#### EXERCISE DATA

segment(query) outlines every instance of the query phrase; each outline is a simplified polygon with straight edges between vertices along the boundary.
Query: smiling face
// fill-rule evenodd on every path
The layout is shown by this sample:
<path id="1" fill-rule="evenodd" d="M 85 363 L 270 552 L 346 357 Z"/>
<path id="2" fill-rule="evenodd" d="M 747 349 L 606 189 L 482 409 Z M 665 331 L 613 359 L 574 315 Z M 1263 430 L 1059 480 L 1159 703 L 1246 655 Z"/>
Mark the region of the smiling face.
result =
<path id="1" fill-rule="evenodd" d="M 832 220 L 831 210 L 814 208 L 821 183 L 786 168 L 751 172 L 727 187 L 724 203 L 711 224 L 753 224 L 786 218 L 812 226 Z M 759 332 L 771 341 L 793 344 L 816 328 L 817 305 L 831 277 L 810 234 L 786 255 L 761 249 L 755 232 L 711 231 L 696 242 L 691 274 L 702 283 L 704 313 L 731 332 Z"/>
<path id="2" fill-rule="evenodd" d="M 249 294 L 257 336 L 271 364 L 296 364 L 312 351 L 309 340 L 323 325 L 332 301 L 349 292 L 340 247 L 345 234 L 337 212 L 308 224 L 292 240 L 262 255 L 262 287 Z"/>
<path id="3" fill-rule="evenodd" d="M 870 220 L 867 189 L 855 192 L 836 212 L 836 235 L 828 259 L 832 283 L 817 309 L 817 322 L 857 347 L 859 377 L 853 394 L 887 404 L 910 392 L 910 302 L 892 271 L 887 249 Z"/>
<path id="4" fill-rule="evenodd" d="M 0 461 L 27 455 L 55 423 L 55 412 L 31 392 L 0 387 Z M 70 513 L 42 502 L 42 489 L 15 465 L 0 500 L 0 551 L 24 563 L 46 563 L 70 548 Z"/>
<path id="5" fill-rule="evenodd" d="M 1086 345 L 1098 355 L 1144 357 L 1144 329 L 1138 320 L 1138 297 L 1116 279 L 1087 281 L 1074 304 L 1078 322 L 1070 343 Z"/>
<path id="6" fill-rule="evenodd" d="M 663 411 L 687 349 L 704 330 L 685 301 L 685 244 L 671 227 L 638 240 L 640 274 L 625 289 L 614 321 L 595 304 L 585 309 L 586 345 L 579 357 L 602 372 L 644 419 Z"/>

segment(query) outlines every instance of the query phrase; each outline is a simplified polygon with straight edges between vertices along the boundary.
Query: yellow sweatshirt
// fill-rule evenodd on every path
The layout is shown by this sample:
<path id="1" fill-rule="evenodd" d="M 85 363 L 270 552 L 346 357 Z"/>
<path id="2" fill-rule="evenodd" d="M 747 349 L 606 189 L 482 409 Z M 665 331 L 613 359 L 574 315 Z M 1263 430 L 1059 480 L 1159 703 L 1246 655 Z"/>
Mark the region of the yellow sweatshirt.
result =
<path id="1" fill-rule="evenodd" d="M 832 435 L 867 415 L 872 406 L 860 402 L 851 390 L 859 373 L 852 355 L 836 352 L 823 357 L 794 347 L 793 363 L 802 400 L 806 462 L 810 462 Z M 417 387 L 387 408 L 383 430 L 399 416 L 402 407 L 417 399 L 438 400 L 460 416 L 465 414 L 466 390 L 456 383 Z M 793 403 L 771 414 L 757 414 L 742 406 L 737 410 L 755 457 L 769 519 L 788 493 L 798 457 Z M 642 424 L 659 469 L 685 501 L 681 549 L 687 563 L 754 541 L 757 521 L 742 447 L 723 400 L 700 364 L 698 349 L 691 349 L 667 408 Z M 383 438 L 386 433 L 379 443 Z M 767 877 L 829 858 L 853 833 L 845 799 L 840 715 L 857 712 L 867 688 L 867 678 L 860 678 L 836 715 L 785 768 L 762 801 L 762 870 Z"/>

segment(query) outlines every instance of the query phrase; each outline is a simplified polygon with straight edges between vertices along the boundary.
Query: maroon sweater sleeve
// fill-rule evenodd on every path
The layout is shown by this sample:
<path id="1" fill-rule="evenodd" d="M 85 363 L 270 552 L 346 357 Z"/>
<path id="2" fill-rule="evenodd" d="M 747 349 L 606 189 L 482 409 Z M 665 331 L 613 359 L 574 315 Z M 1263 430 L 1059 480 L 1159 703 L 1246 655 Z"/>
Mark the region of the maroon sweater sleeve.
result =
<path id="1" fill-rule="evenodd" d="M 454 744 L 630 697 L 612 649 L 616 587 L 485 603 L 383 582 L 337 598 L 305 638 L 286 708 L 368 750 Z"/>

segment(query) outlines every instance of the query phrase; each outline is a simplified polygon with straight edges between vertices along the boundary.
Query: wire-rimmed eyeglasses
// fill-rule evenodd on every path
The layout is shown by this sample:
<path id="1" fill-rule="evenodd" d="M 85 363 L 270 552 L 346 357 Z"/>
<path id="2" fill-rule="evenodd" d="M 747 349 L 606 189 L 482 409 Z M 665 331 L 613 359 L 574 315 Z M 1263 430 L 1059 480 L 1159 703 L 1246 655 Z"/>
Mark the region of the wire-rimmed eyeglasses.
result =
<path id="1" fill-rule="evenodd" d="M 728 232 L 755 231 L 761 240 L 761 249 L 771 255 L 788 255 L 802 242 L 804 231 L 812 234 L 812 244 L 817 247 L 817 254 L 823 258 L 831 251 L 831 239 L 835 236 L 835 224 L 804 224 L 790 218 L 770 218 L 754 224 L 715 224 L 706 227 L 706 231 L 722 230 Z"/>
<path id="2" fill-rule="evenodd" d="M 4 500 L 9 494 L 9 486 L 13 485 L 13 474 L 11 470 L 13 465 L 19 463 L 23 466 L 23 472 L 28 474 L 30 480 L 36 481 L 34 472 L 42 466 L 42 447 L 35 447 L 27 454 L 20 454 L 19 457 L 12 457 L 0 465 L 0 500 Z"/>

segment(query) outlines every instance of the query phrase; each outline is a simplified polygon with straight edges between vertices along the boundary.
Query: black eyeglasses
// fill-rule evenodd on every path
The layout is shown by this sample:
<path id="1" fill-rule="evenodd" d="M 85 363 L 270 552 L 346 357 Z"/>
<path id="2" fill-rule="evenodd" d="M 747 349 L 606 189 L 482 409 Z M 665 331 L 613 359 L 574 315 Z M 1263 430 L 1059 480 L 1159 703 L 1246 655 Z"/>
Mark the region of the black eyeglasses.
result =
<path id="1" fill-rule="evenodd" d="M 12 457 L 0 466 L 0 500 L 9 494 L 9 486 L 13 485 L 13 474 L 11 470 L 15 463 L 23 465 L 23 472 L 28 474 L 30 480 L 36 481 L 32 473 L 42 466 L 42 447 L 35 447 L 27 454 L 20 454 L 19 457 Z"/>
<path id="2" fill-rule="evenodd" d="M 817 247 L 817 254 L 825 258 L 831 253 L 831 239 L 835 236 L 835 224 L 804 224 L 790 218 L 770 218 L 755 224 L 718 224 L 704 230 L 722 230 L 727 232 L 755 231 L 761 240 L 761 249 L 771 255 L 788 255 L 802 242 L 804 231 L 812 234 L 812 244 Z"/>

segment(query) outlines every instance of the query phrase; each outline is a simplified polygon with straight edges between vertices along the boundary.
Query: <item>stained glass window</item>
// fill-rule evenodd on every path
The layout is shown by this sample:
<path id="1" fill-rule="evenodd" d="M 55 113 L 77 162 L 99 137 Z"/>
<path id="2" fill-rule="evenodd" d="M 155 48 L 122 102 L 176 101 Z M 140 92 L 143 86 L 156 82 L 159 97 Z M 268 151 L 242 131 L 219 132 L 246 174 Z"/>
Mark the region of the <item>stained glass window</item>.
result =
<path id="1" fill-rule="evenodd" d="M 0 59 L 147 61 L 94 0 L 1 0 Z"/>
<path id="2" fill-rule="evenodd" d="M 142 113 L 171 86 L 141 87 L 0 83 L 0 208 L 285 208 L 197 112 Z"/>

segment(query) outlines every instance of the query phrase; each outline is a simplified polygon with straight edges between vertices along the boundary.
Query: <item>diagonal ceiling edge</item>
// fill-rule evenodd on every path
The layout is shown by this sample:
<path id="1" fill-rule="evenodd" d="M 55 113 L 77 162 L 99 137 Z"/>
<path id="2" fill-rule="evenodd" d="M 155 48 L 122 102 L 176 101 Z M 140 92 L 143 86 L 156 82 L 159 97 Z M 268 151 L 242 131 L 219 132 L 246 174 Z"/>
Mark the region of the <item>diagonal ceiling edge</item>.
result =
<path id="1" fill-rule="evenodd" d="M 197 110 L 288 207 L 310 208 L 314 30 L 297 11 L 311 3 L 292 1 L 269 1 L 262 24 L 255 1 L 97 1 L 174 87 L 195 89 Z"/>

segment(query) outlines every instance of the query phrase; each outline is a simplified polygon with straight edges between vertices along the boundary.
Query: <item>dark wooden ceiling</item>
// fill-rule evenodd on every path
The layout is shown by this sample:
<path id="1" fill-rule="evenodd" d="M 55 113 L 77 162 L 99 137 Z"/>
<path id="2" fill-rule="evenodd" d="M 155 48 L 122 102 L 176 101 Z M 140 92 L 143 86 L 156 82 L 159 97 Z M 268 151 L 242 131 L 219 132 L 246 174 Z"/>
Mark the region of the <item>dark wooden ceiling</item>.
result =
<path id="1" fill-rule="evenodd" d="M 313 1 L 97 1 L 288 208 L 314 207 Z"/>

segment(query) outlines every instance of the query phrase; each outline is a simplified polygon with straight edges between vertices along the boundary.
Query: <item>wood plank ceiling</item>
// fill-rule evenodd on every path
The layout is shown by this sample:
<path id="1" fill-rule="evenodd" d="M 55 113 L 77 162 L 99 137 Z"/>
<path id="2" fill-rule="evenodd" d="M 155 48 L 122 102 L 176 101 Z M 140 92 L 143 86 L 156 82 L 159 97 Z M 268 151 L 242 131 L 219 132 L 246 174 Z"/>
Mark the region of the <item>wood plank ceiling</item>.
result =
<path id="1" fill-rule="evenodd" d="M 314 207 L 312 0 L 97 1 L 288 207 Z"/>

#### WORK REQUIRED
Rewrite the stretch from the start of the rows through the line containing "1086 345 L 1098" as a two-column CSV with the headers input and output. Give one CSV line per row, with its text under input and its answer under output, each in a single quoted field with line breaks replaced by spaces.

#### WRITTEN ANSWER
input,output
"segment(query) outlines every instance of the query phrase; each outline is a simplified polygon with straight edges between vertices along the boundary. Query: smiling face // fill-rule evenodd on every path The layout is shown by this sample: <path id=""1"" fill-rule=""evenodd"" d=""M 85 363 L 270 552 L 346 357 Z""/> <path id=""2"" fill-rule=""evenodd"" d=""M 747 349 L 606 189 L 482 409 Z M 665 331 L 613 359 L 574 315 Z M 1263 430 L 1059 480 L 1159 703 L 1246 655 Z""/> Mark the region of the smiling face. result =","<path id=""1"" fill-rule=""evenodd"" d=""M 832 220 L 831 210 L 814 208 L 821 183 L 786 168 L 751 172 L 727 187 L 724 203 L 711 224 L 753 224 L 786 218 L 812 226 Z M 759 332 L 771 341 L 793 344 L 816 328 L 817 305 L 831 277 L 810 234 L 786 255 L 761 249 L 755 232 L 711 231 L 696 242 L 691 274 L 702 283 L 704 313 L 731 332 Z""/> <path id=""2"" fill-rule=""evenodd"" d=""M 249 294 L 257 336 L 271 364 L 296 364 L 312 351 L 309 340 L 323 325 L 332 301 L 349 292 L 340 247 L 345 234 L 337 212 L 308 224 L 292 240 L 262 255 L 262 287 Z""/> <path id=""3"" fill-rule=""evenodd"" d=""M 870 220 L 867 189 L 855 192 L 836 212 L 836 235 L 828 259 L 832 283 L 817 309 L 817 322 L 857 347 L 859 377 L 853 394 L 887 404 L 910 392 L 910 302 L 892 271 L 887 249 Z""/> <path id=""4"" fill-rule=""evenodd"" d=""M 0 461 L 27 455 L 55 423 L 55 412 L 31 392 L 0 387 Z M 70 513 L 42 502 L 42 489 L 15 465 L 0 500 L 0 551 L 24 563 L 46 563 L 70 548 Z""/> <path id=""5"" fill-rule=""evenodd"" d=""M 1086 345 L 1098 355 L 1144 357 L 1144 329 L 1138 320 L 1138 297 L 1116 279 L 1087 281 L 1074 304 L 1078 322 L 1070 343 Z""/>"